--- INSTRUCTIONS FOR THE TASK ---
The lines to extract start at the one containing "Where can the orange" and end with the last line; give them exactly and nothing more.

--- RECORDS FOR THIS EXERCISE ---
========

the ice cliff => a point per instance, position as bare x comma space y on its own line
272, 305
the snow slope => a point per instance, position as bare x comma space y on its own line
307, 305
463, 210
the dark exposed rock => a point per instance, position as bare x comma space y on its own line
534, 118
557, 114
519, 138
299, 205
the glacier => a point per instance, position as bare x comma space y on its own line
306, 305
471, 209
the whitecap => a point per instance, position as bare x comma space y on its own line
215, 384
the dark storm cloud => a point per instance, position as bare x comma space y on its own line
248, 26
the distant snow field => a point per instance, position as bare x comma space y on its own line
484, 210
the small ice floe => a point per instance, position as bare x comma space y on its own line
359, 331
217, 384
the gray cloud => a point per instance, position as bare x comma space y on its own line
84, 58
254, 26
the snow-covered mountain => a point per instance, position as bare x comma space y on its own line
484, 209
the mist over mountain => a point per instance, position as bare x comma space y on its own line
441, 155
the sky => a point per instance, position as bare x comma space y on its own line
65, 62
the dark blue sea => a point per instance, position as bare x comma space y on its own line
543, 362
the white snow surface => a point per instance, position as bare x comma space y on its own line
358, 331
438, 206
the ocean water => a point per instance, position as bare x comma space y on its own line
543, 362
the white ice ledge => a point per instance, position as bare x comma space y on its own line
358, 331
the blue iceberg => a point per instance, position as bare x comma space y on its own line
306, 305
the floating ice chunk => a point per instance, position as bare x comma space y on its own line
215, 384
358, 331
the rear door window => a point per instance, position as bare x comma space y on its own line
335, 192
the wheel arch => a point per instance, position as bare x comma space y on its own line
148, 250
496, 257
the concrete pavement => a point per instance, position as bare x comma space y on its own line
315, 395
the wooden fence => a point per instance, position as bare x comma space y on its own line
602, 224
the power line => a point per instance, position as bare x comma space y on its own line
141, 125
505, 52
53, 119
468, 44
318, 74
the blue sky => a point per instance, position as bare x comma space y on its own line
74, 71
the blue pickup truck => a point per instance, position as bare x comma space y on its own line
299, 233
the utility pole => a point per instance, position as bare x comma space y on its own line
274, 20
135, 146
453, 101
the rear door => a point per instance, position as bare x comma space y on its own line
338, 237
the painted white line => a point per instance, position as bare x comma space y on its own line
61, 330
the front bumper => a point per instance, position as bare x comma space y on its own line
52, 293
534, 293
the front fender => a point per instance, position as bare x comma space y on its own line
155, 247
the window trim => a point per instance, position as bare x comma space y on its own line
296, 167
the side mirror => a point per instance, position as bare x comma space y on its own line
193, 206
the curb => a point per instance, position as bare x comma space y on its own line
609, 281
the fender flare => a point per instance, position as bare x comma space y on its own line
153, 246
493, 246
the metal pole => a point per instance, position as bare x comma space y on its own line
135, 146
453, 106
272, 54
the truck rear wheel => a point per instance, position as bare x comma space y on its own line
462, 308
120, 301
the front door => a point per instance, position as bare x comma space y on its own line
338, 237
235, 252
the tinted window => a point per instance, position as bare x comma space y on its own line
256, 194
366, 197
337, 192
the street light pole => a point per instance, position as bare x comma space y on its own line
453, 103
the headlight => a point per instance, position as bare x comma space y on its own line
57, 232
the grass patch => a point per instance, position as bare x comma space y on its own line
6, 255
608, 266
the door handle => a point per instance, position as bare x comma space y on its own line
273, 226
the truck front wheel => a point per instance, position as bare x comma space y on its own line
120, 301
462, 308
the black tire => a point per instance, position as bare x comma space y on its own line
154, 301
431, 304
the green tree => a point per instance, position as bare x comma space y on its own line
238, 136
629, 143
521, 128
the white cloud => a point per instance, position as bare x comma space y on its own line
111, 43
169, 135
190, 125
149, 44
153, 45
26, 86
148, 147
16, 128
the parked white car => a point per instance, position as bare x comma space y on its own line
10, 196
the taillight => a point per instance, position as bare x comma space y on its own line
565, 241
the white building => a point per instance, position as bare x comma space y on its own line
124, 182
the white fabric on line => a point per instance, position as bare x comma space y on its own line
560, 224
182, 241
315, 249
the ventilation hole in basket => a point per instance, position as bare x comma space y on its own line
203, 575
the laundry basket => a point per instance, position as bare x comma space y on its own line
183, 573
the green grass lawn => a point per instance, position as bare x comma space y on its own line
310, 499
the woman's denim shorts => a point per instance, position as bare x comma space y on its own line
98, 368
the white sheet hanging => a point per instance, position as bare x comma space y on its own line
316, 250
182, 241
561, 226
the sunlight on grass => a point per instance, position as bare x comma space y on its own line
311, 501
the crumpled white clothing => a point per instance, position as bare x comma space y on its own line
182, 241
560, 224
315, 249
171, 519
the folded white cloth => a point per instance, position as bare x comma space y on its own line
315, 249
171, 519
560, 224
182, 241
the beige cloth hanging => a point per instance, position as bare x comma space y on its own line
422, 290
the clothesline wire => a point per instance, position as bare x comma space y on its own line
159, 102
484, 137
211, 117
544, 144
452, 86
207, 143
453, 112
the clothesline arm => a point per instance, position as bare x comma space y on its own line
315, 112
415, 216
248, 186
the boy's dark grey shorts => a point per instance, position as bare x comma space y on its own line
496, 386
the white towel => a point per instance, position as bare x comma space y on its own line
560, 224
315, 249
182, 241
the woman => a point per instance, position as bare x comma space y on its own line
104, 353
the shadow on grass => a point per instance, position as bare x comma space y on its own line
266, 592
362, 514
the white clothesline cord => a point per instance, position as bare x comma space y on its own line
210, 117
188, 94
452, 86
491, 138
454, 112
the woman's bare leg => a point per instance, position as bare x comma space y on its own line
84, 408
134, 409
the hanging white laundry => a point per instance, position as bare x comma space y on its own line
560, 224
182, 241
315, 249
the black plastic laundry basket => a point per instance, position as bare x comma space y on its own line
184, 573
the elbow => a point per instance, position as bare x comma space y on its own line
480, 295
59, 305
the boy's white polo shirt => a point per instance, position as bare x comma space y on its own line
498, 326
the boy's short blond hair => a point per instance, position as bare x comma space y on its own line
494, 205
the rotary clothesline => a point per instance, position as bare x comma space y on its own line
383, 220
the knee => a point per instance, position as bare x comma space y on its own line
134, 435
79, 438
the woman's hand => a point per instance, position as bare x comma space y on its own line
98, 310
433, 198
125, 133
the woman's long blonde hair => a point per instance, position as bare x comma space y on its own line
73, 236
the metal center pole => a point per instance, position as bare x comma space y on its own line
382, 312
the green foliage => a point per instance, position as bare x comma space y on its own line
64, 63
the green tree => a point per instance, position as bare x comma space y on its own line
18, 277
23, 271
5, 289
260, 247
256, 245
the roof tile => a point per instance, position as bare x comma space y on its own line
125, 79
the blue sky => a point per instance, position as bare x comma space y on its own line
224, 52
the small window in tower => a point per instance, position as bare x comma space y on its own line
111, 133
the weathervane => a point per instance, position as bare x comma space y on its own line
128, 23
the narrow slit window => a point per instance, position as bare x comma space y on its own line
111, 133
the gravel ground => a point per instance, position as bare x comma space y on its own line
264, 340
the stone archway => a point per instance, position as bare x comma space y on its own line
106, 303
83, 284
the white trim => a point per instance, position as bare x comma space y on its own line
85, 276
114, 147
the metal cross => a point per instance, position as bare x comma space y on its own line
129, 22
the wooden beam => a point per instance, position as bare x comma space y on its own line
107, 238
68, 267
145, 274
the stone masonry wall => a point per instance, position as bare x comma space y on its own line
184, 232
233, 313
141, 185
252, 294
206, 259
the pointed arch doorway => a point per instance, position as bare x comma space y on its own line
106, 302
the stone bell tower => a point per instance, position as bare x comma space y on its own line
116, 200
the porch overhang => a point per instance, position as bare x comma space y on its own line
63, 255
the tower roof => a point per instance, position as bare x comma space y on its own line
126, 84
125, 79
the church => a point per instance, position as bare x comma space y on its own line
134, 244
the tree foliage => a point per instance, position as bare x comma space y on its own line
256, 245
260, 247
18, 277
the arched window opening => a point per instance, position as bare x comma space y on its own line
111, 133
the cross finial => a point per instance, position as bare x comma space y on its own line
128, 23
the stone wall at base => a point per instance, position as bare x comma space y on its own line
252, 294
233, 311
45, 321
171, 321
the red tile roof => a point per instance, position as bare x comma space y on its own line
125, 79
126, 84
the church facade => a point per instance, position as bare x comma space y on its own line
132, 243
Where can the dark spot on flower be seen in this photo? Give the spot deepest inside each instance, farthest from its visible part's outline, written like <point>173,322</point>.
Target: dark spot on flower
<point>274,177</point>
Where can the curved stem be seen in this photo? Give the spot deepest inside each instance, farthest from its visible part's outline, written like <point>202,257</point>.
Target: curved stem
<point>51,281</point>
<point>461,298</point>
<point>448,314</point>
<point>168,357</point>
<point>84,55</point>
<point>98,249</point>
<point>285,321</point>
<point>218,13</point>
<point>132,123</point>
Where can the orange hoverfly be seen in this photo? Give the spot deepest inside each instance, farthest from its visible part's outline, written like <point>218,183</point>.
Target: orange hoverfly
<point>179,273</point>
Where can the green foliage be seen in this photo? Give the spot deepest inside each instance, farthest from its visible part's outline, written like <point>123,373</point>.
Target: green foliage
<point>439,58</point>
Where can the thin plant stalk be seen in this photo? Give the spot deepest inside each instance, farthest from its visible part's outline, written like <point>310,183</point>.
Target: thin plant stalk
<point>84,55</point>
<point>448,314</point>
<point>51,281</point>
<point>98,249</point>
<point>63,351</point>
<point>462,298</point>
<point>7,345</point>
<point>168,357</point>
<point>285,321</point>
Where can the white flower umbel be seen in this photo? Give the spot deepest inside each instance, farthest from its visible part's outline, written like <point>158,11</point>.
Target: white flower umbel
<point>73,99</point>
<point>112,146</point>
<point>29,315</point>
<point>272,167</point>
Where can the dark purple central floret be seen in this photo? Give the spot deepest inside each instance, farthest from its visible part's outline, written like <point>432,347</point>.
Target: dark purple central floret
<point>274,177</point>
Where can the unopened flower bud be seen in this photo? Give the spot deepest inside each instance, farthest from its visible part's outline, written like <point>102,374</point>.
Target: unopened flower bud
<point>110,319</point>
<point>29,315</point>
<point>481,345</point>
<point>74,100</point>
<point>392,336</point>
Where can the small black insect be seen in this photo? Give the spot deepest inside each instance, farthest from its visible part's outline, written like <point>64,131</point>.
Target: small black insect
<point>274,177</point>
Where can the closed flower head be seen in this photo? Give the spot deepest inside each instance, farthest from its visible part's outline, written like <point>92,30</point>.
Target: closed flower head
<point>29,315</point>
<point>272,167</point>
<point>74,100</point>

========

--- TASK RESPONSE ---
Where can the orange hoverfly be seen in this photo? Give the spot deepest inside each instance, farthest from its visible part's outline, written like <point>218,183</point>.
Target: orange hoverfly
<point>179,273</point>
Where can the green foliage be seen in this photo? Give the spot deepest inside each instance, farthest from its visible part's outline, written like <point>123,373</point>.
Target: green foliage
<point>439,58</point>
Where can the thin plant stalk be seen in this photo? Give the spot deepest inside each instance, farthest from its visible part's outline, written like <point>310,183</point>.
Target: thin plant stalk
<point>84,55</point>
<point>448,314</point>
<point>51,281</point>
<point>98,249</point>
<point>63,351</point>
<point>462,298</point>
<point>7,345</point>
<point>168,357</point>
<point>285,321</point>
Where can the white flower umbel be seen in this photo? Give the spot deepest inside each instance, farthest from its visible part's outline, written like <point>158,11</point>.
Target: white flower umbel
<point>73,99</point>
<point>112,146</point>
<point>29,315</point>
<point>272,167</point>
Where can the dark purple central floret be seen in this photo? Give the spot deepest inside each instance, farthest from its visible part's outline, written like <point>432,347</point>.
Target: dark purple central floret
<point>274,177</point>
Where can the unopened flower bud be seen in this photo? Give the spot deepest inside each instance, farthest from its visible part's outline, written like <point>102,374</point>.
Target: unopened flower bud
<point>110,319</point>
<point>29,315</point>
<point>481,345</point>
<point>74,100</point>
<point>392,336</point>
Where can the small black insect be seen in this photo? Give the spot deepest inside each instance, farthest from its visible part's outline, written like <point>64,131</point>.
Target: small black insect
<point>274,177</point>
Where can the closed flower head be seen in this photo? Give the spot deepest inside each instance, farthest from its visible part's outline, written like <point>92,30</point>.
Target: closed flower head
<point>29,315</point>
<point>272,167</point>
<point>74,100</point>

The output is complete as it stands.